= Задание 1 =
Согласно обзору книги, в каком возрасте Юлия Кристева переехала во Францию?
########################################
Юлия Кристева. Иностранцы для самих себя. Обзор книги
Опубликовано в «Опыт»

Юлия Кристева — французская философ, психоаналитик, лингвист, писатель. Родилась в Болгарии в 1941 году. В 22 года покинула родину и переехала во Францию. Этот опыт стал ключевым для её размышлений о чужаке и внутренней инаковости. «Французский — язык моей мысли. Болгарский — язык моего сна. Когда я говорю, я на границе. Я и тут, и там. И нигде.»
Сегодня Кристева известна как одна из крупнейших фигур структурализма и постструктурализма, автор концепций в области философии языка, психоанализа и культурологии. Она участвовала в семинарах Лакана, до сих пор практикует, как психоаналитик.
В этом обзоре я хочу сосредоточиться на психоаналитическом контексте книги “Иностранцы для самих себя”.
########################################
= Задание 2 =
Оформите в виде таблицы Markdown строки записей, от строки с «TARGET: the purple petal» и до конца записей. В колонке «№» укажите номер по порядку, в колонке «Строка» дайте саму строку, а пустые строки пропустите.

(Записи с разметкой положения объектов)
########################################
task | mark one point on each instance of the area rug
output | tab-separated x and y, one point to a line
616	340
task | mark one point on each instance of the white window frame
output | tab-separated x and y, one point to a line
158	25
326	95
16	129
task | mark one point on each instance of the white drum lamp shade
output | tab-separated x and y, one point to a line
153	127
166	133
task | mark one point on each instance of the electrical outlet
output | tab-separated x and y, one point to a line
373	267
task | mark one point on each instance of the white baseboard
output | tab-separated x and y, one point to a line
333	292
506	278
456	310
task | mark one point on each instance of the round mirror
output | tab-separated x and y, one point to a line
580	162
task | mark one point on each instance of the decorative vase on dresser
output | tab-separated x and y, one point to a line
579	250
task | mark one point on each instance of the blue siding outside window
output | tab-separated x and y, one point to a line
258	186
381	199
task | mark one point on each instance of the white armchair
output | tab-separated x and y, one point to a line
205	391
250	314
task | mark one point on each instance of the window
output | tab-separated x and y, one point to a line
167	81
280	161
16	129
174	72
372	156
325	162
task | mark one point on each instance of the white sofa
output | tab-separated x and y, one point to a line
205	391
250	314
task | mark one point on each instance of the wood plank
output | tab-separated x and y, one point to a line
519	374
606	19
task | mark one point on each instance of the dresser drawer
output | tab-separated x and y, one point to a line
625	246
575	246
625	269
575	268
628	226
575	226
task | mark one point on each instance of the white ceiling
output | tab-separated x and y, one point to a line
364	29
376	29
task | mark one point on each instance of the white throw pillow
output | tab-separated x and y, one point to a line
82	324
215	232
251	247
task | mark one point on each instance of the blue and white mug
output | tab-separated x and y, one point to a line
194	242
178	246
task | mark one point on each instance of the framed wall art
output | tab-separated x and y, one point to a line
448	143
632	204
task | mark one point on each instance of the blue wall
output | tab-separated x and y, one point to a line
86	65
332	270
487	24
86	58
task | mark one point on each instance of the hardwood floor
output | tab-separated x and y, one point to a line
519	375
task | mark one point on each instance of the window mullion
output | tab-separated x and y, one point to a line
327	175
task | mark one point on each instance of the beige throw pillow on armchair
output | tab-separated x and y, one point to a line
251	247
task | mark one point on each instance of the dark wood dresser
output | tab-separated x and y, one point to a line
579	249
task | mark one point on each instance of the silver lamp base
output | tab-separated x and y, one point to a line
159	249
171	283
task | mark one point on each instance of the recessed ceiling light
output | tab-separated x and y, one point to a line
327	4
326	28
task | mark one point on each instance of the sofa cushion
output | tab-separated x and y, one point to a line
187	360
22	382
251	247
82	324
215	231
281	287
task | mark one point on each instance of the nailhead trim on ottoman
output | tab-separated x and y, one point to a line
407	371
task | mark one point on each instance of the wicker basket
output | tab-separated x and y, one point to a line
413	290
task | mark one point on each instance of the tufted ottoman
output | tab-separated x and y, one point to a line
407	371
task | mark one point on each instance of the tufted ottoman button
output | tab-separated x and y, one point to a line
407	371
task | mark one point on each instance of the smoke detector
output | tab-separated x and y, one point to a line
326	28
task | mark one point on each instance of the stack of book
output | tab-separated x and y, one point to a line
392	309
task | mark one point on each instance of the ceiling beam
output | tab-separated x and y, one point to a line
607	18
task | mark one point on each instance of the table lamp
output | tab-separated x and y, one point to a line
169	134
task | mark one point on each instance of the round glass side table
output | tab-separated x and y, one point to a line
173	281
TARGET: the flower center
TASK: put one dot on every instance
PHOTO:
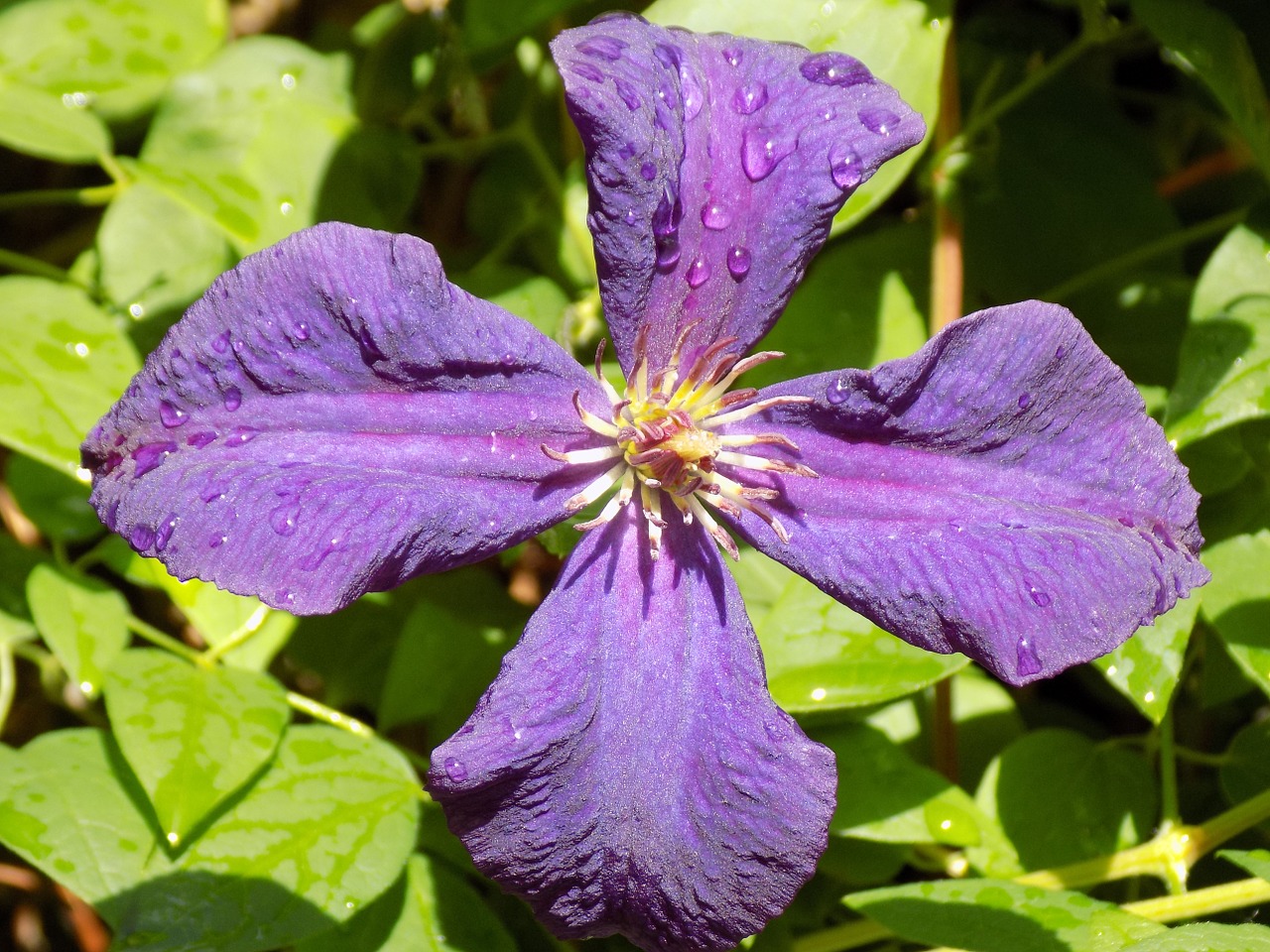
(665, 443)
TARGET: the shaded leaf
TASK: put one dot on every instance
(63, 363)
(81, 620)
(994, 915)
(191, 735)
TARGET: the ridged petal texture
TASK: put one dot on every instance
(333, 417)
(627, 771)
(715, 167)
(1001, 493)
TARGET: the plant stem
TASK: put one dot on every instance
(87, 197)
(1146, 253)
(26, 264)
(162, 639)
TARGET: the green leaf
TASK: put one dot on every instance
(218, 616)
(81, 620)
(901, 41)
(68, 809)
(1147, 666)
(1061, 797)
(452, 643)
(996, 915)
(1255, 861)
(114, 55)
(63, 363)
(246, 141)
(1216, 50)
(860, 303)
(191, 735)
(1245, 770)
(50, 127)
(883, 794)
(1225, 353)
(822, 656)
(1207, 937)
(155, 255)
(51, 499)
(431, 909)
(1237, 601)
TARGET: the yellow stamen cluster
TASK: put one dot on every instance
(665, 442)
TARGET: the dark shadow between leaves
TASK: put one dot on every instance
(190, 910)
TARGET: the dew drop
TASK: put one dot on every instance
(172, 416)
(833, 68)
(715, 216)
(878, 119)
(844, 166)
(285, 517)
(698, 273)
(166, 531)
(602, 48)
(751, 98)
(1028, 661)
(761, 151)
(627, 93)
(150, 454)
(141, 537)
(199, 439)
(838, 391)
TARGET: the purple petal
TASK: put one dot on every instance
(627, 771)
(1001, 493)
(715, 167)
(333, 417)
########################################
= Верный ответ 1 =
В 22 года.

= Верный ответ 2 =
| № | Строка |
|---|---|
| 1 | TARGET: the purple petal |
| 2 | TASK: put one dot on every instance |
| 3 | (627, 771) |
| 4 | (1001, 493) |
| 5 | (715, 167) |
| 6 | (333, 417) |